> _Your instructions_: Can you retype the material below, character for character, from the line containing "grass you can see." through the line containing "xmin=281 ymin=239 xmax=330 ymax=304", and nothing else?

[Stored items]
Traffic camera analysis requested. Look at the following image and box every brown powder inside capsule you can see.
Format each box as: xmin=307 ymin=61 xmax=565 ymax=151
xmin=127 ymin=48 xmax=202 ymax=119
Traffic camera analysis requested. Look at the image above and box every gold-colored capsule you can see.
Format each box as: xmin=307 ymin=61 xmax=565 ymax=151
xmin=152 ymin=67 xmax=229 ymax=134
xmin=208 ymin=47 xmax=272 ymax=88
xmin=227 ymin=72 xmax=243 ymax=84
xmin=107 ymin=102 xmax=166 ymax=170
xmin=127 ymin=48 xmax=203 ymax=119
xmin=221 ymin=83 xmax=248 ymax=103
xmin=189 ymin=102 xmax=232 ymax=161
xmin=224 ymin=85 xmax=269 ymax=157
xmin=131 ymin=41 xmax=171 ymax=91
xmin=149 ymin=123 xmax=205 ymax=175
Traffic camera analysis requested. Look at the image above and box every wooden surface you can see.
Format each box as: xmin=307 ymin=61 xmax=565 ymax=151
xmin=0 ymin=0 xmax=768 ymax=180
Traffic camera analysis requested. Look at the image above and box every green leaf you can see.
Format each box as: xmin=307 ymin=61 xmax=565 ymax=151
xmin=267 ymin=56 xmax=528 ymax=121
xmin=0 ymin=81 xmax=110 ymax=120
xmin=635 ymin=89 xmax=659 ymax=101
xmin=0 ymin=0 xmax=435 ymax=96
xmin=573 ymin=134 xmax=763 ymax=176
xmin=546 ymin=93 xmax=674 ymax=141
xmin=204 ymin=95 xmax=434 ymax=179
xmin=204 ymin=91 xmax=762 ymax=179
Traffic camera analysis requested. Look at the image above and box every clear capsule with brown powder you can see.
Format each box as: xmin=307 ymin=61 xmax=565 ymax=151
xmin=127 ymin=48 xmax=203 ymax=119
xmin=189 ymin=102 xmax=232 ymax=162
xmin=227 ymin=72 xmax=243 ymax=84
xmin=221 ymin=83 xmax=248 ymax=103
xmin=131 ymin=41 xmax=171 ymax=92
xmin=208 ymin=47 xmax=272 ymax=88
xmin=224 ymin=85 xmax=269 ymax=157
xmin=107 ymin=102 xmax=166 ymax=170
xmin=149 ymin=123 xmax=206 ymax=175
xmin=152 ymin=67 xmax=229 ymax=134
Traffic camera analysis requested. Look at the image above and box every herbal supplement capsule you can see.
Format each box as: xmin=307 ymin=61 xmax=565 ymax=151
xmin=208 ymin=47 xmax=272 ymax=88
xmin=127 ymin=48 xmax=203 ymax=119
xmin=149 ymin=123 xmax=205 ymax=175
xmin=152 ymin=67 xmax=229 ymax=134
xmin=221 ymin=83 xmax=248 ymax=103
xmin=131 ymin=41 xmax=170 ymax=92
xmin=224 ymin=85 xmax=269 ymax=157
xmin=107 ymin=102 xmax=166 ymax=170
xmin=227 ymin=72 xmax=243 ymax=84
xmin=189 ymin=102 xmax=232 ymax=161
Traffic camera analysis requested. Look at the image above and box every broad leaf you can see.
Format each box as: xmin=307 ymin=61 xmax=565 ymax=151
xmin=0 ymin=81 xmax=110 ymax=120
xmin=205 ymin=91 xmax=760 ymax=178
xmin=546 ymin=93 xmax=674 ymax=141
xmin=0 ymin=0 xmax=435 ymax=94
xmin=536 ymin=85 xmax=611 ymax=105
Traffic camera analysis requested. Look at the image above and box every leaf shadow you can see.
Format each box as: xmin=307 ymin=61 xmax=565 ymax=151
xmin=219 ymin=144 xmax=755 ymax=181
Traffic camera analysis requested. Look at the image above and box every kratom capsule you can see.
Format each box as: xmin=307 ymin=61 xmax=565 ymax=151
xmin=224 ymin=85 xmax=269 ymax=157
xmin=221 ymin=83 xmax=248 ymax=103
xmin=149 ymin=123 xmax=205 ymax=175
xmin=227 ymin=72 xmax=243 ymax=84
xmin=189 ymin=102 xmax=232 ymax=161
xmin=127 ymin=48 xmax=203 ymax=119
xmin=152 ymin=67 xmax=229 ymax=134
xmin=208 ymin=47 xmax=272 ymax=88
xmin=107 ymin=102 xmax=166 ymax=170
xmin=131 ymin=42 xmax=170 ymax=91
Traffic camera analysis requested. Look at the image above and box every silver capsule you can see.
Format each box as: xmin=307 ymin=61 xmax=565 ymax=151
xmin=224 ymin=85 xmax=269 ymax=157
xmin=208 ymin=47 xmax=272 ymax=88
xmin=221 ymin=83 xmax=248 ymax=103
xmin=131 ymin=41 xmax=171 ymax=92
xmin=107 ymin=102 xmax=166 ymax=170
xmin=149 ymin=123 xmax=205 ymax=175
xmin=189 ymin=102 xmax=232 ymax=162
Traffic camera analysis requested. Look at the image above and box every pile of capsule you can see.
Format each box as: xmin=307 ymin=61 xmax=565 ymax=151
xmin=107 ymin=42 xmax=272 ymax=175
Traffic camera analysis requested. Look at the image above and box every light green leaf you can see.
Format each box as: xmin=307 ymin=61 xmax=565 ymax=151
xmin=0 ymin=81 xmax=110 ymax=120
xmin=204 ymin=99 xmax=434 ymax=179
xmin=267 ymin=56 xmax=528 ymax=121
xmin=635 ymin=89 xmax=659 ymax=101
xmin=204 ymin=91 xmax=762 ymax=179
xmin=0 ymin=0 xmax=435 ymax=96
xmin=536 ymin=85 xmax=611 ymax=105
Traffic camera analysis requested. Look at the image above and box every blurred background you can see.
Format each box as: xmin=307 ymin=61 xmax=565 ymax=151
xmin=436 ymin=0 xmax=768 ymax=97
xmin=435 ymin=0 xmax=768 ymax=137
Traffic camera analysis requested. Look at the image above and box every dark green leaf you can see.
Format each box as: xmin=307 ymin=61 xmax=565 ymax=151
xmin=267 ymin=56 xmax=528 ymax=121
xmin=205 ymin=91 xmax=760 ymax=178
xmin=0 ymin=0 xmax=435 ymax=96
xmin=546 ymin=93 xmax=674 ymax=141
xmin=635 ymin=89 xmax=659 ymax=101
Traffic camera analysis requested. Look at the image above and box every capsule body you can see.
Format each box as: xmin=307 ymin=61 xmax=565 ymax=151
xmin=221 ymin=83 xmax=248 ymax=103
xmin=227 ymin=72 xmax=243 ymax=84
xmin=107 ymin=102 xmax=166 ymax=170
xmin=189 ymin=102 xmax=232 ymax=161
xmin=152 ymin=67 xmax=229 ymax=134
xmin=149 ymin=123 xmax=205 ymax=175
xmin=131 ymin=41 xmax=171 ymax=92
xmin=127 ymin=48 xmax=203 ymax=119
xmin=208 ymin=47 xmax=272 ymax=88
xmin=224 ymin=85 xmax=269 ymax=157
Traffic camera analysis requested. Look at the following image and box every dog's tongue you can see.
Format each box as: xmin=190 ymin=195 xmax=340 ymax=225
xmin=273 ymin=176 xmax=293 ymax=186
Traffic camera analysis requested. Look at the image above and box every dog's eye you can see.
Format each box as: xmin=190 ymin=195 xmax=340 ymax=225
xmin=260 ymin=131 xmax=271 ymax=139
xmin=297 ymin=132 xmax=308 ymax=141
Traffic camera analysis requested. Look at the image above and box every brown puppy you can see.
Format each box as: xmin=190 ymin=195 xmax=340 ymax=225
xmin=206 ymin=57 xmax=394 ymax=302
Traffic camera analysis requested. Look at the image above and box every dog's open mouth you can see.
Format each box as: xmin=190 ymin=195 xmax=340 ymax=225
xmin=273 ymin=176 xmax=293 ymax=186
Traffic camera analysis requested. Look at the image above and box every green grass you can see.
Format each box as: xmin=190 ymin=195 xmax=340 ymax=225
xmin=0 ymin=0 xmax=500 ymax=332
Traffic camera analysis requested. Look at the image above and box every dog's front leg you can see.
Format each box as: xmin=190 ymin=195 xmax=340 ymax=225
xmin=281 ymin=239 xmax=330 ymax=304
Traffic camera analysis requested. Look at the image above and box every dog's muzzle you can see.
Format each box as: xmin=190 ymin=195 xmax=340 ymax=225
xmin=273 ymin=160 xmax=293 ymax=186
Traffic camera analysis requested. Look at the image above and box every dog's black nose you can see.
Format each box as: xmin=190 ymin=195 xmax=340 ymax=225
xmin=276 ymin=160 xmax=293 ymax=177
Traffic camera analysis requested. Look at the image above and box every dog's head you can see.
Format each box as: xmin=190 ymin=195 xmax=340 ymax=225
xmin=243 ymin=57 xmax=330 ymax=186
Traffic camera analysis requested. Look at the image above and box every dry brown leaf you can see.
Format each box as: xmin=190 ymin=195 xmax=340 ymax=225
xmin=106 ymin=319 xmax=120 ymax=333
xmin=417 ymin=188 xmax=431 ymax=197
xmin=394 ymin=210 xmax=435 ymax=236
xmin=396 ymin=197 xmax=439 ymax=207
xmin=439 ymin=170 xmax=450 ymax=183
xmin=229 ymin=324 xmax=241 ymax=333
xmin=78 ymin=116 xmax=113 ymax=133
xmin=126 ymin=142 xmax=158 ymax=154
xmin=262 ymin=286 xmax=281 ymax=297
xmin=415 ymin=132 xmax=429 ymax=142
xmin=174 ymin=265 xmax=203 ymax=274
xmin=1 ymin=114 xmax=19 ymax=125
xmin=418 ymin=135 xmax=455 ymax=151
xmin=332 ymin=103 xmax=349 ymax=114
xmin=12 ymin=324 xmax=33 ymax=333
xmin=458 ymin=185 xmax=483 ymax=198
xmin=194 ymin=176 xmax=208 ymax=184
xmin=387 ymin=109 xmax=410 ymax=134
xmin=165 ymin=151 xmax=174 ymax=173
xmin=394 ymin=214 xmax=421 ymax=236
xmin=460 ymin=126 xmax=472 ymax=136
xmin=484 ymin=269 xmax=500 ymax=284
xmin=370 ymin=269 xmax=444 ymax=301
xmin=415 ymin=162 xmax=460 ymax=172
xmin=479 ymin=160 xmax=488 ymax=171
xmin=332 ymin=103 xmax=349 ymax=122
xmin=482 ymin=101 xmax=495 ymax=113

> _The output_:
Traffic camera analysis requested. Look at the image above and box every green grass you can see.
Format each box as: xmin=190 ymin=195 xmax=340 ymax=225
xmin=0 ymin=0 xmax=500 ymax=332
Traffic camera analysis requested. Look at the image above and box every dog's front leg you can see.
Format each box as: xmin=190 ymin=195 xmax=340 ymax=225
xmin=281 ymin=239 xmax=330 ymax=304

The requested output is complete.